● **Text under study**

==============================

A. Of the sort of operation which Mr Hanson could have been involved in.
Q. Was there any evidence before you when you made your decision of any other examples?
A. The evidence of the advertisement was critical.
Q. What was the evidence of the advertisements, the examples of?
A. The advertisement said that he had Dordins and Cattryse available for sale, which meant that he must have been breeding them and having birds progeny that he was selling.
Q. The evidence that you describe in the form of the advertisements is consistent with many different facts or conclusions?
A. I was concentrating on just one.
Q. You did not for example give any weight to the suggestion that that all might be some sort of misrepresentation or concoction that Mr Hanson had perhaps foolishly decided to indulge himself in?
A. I was aware that when these visits were made to people all of whom had advertised, that they may say that the advertisements were wrong.
Q. What, had you approached that risk with a general sceptical frame of mind, had you?
A. No. The opportunity was given to all the people to explain about the advertisements and prove that they did not have the Dordins or Cattryse or whatever they were advertising available.
Q. Just explain to me, would you, the opportunity that you understand to have been given to Mr Hanson in this case?
A. The opportunity up to the time of Mr Everett's report to me.
Q. But you agree, do not you, that if you are not familiar with particulars - the substance of what was being put by Mr Hanson to Mr Everett was the whole thing was a fraud, a gimmick, a con?
A. The sale of that bird was put forward as a promotional gimmick and it was said he did not have, did not really have, the birds for sale but there was nothing to substantiate that.
Q. What, did you say to yourself, "I don't believe it"?
A. Yes, I had no basis to believe it. . . .
Q. Did you have any basis to believe that he did have Dordins and Cattryse for sale?
A. He advertised that he had them.
Q. That was the whole basis, was it?
A. Yes, and those other matters that we have been canvassing about the sale rather added to that. It certainly did not detract from it.
Q. You referred to the importance of the advertisements.
A. Yes."
In fairness to Mr Dickinson it should be said that his suspicions were justifiably aroused by the advertisements of the applicants that they had Dordins and Cattrysse for sale. The applicants have only themselves to blame for being included on the list of suspects. However, as Mr Dickinson himself conceded, the advertisements were not necessarily conclusive, an explanation might be offered. In the case of the applicants it was offered. Mr Hanson immediately told Mr Everett that the advertisements were false and told him about the "gimmick" involving Mr Fleming. Mr Everett reported this to Mr Dickinson. Mr Dickinson knew that, on that same day, Mr Fleming had been visited by quarantine officers in Adelaide, where he now lives, but he made no effort to check Mr Hanson's story about the "gimmick" with Mr Fleming. He merely reported the story to Canberra, along with the information that he had ordered the destruction of the birds. Nothing would have been lost by taking a few hours to check the position. The making of a decision to destroy before checking the story given by Mr Hanson, and supported by documents inspected by Mr Everett, which if true would negative the proposition that the birds were recent imports or the descendants of recent imports, was an unreasonable action explicable only on the basis of a pre-conceived view that the fact of the advertisements necessarily required destruction of the flock. On many occasions during the course of his evidence Mr Dickinson referred to the critical nature, in his thinking, of the advertisements. For example:
"Q. In that report I do not understand the relevance of a bird which was in Australia, according to the documentation you had, in 1979. Whatever the concern might be about chicks and eggs that may have been imported in recent times from England, if there was one bird that you could be fairly comfortable about it would be a bird that you knew had been around in Australia since 1979, would it not?

==============================

● **Assignment 1**
For each statement, answer yes or no on whether it agrees with the court excerpt, and quote the words of the excerpt that decide it. (a) Mr Dickinson checked Mr Hanson's story about the "gimmick" with Mr Fleming. (b) Mr Fleming now lives in Adelaide. (c) Mr Dickinson conceded that the advertisements were not necessarily conclusive.
● **Assignment 2**
Reproduce the part of the court excerpt that starts at "Q. But you agree, do" and ends at "to substantiate that.", word for word.

==============================

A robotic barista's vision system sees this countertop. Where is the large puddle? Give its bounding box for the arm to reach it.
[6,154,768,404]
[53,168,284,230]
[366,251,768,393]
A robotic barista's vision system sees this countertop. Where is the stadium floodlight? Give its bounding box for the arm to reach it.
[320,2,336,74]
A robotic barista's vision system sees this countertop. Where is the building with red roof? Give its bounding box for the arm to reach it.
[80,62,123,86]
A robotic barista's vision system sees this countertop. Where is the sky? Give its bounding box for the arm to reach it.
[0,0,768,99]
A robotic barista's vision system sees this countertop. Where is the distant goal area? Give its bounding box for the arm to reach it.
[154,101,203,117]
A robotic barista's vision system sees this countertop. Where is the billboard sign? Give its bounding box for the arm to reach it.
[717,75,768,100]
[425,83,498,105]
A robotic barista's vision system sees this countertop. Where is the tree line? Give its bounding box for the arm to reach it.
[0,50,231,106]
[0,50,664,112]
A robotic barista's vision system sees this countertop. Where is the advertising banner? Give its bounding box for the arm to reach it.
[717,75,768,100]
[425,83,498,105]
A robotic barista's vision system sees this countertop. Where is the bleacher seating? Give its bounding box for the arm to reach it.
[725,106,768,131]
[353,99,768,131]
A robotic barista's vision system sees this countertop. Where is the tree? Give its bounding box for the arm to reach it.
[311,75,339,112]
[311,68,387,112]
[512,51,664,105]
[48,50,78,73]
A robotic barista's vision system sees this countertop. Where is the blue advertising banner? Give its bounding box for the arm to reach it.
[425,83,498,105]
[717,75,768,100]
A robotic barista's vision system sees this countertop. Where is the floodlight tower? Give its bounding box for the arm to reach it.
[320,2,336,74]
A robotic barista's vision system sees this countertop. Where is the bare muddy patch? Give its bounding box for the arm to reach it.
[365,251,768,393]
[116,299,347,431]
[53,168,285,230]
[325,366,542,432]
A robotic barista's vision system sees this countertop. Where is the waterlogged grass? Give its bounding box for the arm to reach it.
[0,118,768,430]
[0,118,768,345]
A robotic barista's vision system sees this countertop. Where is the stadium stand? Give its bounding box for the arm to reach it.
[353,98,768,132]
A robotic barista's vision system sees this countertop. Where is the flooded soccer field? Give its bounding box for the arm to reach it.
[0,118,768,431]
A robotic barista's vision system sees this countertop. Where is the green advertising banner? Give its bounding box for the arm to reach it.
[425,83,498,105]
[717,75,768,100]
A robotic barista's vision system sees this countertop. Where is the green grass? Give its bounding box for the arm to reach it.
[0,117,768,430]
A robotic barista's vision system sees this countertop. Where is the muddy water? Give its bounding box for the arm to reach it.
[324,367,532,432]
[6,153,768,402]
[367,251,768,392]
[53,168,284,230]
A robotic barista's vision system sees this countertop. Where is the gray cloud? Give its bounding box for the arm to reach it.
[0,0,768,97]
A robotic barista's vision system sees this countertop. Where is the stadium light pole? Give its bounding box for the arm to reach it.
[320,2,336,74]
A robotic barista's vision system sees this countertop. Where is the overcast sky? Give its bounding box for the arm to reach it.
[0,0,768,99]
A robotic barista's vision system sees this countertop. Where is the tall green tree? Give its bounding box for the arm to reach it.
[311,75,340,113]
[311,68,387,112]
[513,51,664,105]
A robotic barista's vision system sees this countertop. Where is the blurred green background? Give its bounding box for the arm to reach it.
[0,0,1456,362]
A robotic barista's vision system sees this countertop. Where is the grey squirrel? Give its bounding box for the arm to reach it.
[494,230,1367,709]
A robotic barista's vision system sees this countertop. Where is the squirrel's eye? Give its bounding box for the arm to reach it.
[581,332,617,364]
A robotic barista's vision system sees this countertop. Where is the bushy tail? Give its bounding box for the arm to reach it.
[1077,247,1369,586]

==============================

● **Answer section 1**
(a) No: "he made no effort to check Mr Hanson's story about the "gimmick" with Mr Fleming"
(b) Yes: "Mr Fleming had been visited by quarantine officers in Adelaide, where he now lives"
(c) Yes: "as Mr Dickinson himself conceded, the advertisements were not necessarily conclusive"

● **Answer section 2**
Q. But you agree, do not you, that if you are not familiar with particulars - the substance of what was being put by Mr Hanson to Mr Everett was the whole thing was a fraud, a gimmick, a con?
A. The sale of that bird was put forward as a promotional gimmick and it was said he did not have, did not really have, the birds for sale but there was nothing to substantiate that.